| Your goal |
Starting at the first line of the records and stopping at the line that contains "x=176, y=71", transcribe every line exactly and leave out the pictures.
##############################
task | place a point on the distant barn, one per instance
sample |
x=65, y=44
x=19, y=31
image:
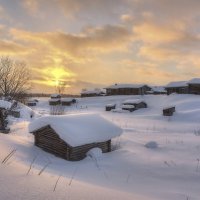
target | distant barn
x=156, y=90
x=72, y=136
x=54, y=102
x=31, y=103
x=127, y=89
x=66, y=101
x=55, y=96
x=179, y=87
x=194, y=86
x=133, y=104
x=92, y=93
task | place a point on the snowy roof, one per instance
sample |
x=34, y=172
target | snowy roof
x=79, y=129
x=128, y=106
x=194, y=81
x=92, y=91
x=5, y=104
x=132, y=101
x=157, y=89
x=54, y=100
x=177, y=84
x=55, y=95
x=116, y=86
x=66, y=99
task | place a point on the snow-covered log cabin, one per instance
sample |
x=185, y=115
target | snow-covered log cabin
x=55, y=96
x=72, y=136
x=194, y=86
x=66, y=101
x=54, y=102
x=136, y=103
x=179, y=87
x=127, y=89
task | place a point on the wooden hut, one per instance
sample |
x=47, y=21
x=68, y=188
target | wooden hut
x=179, y=87
x=157, y=90
x=110, y=107
x=194, y=86
x=135, y=103
x=72, y=136
x=66, y=101
x=54, y=102
x=31, y=103
x=169, y=111
x=127, y=89
x=55, y=96
x=92, y=93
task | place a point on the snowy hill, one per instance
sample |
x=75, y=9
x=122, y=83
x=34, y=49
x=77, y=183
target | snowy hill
x=169, y=170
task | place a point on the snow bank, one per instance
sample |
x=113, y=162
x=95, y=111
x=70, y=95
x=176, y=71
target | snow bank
x=151, y=145
x=95, y=153
x=132, y=101
x=79, y=129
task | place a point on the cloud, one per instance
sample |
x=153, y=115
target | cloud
x=101, y=39
x=31, y=6
x=9, y=47
x=150, y=32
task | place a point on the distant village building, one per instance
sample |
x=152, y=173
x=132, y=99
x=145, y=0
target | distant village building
x=156, y=90
x=92, y=93
x=194, y=86
x=133, y=104
x=127, y=89
x=72, y=136
x=66, y=101
x=179, y=87
x=54, y=101
x=55, y=96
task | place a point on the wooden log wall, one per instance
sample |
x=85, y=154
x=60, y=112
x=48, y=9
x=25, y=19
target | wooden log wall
x=48, y=140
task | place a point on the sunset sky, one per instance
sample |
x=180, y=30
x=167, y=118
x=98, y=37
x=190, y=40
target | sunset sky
x=95, y=43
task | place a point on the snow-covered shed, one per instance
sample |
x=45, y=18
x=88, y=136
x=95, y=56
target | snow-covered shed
x=127, y=89
x=179, y=87
x=55, y=96
x=157, y=90
x=54, y=102
x=136, y=103
x=72, y=136
x=194, y=86
x=66, y=101
x=92, y=92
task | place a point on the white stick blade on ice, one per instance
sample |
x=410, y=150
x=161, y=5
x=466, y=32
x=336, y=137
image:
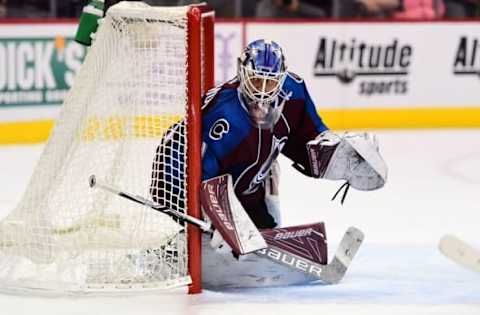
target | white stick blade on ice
x=460, y=252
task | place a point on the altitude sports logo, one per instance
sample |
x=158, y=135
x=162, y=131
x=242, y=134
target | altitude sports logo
x=381, y=68
x=467, y=57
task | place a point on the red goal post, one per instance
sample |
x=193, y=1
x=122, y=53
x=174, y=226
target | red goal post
x=200, y=79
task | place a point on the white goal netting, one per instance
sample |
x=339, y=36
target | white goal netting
x=65, y=236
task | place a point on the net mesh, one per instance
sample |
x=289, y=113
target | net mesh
x=65, y=236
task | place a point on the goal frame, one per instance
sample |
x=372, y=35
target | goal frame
x=200, y=19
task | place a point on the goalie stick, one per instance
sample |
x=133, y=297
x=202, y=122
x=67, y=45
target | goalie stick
x=460, y=252
x=330, y=273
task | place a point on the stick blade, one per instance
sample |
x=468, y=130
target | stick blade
x=334, y=272
x=460, y=252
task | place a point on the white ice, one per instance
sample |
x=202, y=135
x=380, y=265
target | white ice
x=433, y=189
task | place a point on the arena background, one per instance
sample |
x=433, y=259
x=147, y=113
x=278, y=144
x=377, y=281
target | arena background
x=389, y=77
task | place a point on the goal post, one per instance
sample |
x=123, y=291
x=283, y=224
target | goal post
x=200, y=30
x=145, y=72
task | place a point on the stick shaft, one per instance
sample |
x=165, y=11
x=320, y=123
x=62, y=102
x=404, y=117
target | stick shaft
x=205, y=226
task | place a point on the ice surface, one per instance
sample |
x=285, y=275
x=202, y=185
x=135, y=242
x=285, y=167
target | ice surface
x=433, y=188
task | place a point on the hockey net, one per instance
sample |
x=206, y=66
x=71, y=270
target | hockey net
x=143, y=74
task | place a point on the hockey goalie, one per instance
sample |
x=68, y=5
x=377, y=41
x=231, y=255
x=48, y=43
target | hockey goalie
x=246, y=123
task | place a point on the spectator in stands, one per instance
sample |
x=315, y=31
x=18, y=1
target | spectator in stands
x=293, y=8
x=425, y=9
x=366, y=8
x=3, y=8
x=462, y=8
x=401, y=9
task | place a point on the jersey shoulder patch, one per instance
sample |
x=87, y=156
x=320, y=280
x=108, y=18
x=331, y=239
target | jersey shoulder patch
x=219, y=128
x=294, y=85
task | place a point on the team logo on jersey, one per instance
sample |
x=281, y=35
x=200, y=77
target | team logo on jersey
x=218, y=129
x=259, y=179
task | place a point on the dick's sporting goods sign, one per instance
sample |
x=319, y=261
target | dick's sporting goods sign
x=37, y=71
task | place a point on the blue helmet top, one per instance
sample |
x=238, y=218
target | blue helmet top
x=264, y=55
x=262, y=71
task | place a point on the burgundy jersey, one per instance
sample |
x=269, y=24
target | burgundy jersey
x=233, y=144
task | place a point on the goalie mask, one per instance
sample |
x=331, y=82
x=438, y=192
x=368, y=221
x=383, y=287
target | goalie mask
x=262, y=71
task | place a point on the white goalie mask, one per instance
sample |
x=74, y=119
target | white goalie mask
x=262, y=72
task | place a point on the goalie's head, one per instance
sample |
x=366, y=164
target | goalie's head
x=262, y=71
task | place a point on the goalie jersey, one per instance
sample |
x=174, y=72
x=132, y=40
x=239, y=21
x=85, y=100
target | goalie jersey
x=233, y=144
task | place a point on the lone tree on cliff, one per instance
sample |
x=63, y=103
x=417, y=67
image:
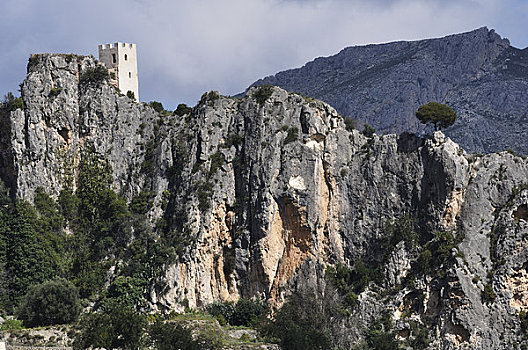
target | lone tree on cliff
x=439, y=114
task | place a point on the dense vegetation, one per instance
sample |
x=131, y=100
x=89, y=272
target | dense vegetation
x=105, y=231
x=440, y=115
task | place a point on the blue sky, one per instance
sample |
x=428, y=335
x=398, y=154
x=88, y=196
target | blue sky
x=187, y=47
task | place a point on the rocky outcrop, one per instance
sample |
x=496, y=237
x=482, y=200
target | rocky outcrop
x=262, y=193
x=477, y=73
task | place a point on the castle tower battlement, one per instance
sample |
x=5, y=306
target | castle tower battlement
x=121, y=60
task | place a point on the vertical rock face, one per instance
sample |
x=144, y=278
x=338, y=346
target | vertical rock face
x=64, y=117
x=476, y=73
x=266, y=191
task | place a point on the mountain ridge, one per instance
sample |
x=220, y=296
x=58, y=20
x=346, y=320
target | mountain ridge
x=270, y=196
x=476, y=73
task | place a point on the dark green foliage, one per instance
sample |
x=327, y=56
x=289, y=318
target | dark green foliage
x=437, y=252
x=293, y=135
x=368, y=130
x=147, y=166
x=301, y=324
x=402, y=229
x=380, y=337
x=116, y=328
x=440, y=115
x=488, y=294
x=222, y=311
x=10, y=325
x=263, y=93
x=182, y=109
x=212, y=96
x=234, y=140
x=125, y=292
x=351, y=282
x=95, y=75
x=169, y=336
x=217, y=160
x=12, y=103
x=420, y=336
x=141, y=203
x=204, y=192
x=248, y=312
x=157, y=106
x=425, y=261
x=54, y=92
x=53, y=302
x=350, y=124
x=28, y=260
x=523, y=317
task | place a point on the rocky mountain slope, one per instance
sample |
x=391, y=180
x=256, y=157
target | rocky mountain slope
x=478, y=74
x=269, y=195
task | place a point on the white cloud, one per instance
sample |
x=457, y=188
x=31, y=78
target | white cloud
x=187, y=47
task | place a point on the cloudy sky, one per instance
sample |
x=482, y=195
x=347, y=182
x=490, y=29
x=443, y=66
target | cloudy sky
x=187, y=47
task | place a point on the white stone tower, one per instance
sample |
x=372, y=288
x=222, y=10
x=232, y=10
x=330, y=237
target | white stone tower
x=121, y=60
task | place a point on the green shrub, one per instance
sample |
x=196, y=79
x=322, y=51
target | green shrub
x=222, y=310
x=523, y=317
x=53, y=302
x=488, y=294
x=54, y=92
x=119, y=327
x=440, y=115
x=217, y=160
x=157, y=106
x=263, y=93
x=142, y=202
x=95, y=75
x=380, y=336
x=234, y=140
x=10, y=325
x=350, y=124
x=401, y=229
x=300, y=324
x=248, y=312
x=12, y=103
x=168, y=336
x=124, y=291
x=182, y=109
x=293, y=135
x=368, y=130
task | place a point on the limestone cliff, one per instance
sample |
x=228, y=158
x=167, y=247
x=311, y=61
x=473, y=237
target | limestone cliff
x=266, y=191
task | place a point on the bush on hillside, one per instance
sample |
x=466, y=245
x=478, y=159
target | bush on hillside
x=52, y=302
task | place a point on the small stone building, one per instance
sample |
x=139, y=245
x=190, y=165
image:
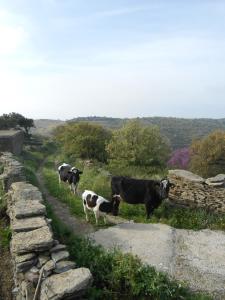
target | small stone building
x=11, y=141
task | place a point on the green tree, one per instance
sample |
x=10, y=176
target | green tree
x=83, y=140
x=15, y=120
x=137, y=145
x=208, y=154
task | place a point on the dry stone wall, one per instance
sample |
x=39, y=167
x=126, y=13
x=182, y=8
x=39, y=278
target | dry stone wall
x=42, y=269
x=194, y=191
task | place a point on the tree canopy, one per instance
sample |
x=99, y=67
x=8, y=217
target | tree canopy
x=208, y=154
x=138, y=145
x=15, y=120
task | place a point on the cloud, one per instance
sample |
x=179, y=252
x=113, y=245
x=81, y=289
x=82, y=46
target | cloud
x=11, y=39
x=12, y=33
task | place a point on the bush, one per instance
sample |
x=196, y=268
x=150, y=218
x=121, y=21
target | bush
x=137, y=145
x=83, y=140
x=208, y=154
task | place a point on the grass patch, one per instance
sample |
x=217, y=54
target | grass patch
x=116, y=275
x=97, y=179
x=177, y=217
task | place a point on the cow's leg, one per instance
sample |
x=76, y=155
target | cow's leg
x=149, y=208
x=96, y=212
x=75, y=189
x=86, y=212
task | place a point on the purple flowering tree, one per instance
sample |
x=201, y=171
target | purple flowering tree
x=179, y=159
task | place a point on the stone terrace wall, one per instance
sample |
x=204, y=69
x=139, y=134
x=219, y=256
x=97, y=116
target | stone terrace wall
x=194, y=191
x=40, y=263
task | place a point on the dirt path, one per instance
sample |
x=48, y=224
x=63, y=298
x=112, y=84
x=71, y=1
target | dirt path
x=78, y=226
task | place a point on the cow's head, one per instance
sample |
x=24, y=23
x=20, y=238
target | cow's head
x=165, y=186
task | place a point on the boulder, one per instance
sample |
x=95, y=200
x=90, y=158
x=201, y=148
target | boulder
x=25, y=209
x=191, y=190
x=68, y=285
x=28, y=224
x=57, y=248
x=217, y=181
x=63, y=266
x=57, y=256
x=26, y=265
x=21, y=258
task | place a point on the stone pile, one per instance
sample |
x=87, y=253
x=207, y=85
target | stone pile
x=194, y=191
x=41, y=265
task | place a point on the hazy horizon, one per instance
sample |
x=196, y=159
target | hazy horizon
x=122, y=59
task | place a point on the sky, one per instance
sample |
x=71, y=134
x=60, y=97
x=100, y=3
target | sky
x=61, y=59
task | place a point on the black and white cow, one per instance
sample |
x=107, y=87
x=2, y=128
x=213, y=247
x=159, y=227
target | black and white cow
x=99, y=205
x=63, y=170
x=69, y=174
x=74, y=178
x=135, y=191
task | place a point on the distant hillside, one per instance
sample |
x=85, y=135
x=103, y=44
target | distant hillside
x=179, y=131
x=45, y=126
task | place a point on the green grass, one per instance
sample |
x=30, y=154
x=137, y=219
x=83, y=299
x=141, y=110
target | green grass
x=119, y=276
x=96, y=179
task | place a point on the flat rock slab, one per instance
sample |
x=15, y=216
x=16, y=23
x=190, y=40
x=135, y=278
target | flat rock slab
x=68, y=285
x=196, y=257
x=25, y=191
x=64, y=265
x=28, y=224
x=25, y=209
x=57, y=256
x=36, y=240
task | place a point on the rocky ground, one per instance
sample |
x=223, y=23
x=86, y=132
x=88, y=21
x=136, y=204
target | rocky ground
x=196, y=257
##############################
| Exercise output |
task | place a point on the distant barn, one per instance
sample |
x=65, y=44
x=19, y=31
image:
target | distant barn
x=156, y=90
x=72, y=136
x=54, y=102
x=31, y=103
x=127, y=89
x=66, y=101
x=55, y=96
x=179, y=87
x=194, y=86
x=133, y=104
x=92, y=93
task | place a point on the snowy roof, one per instance
sample |
x=34, y=172
target | snowy roof
x=79, y=129
x=128, y=106
x=194, y=81
x=92, y=91
x=5, y=104
x=132, y=101
x=157, y=89
x=54, y=100
x=177, y=84
x=55, y=95
x=116, y=86
x=66, y=99
task | place a point on the snow-covered log cabin, one per instance
sample |
x=185, y=115
target | snow-covered log cabin
x=55, y=96
x=72, y=136
x=194, y=86
x=66, y=101
x=54, y=102
x=136, y=103
x=179, y=87
x=127, y=89
task | place a point on the wooden hut, one per instance
sample |
x=47, y=21
x=68, y=188
target | wooden hut
x=179, y=87
x=157, y=90
x=110, y=107
x=194, y=86
x=135, y=103
x=72, y=136
x=66, y=101
x=54, y=102
x=31, y=103
x=169, y=111
x=127, y=89
x=55, y=96
x=92, y=93
task | place a point on the snowy hill, one per instance
sample |
x=75, y=9
x=122, y=83
x=34, y=49
x=77, y=183
target | snowy hill
x=169, y=170
task | place a point on the snow bank, one per instance
sample |
x=113, y=162
x=95, y=111
x=70, y=95
x=176, y=71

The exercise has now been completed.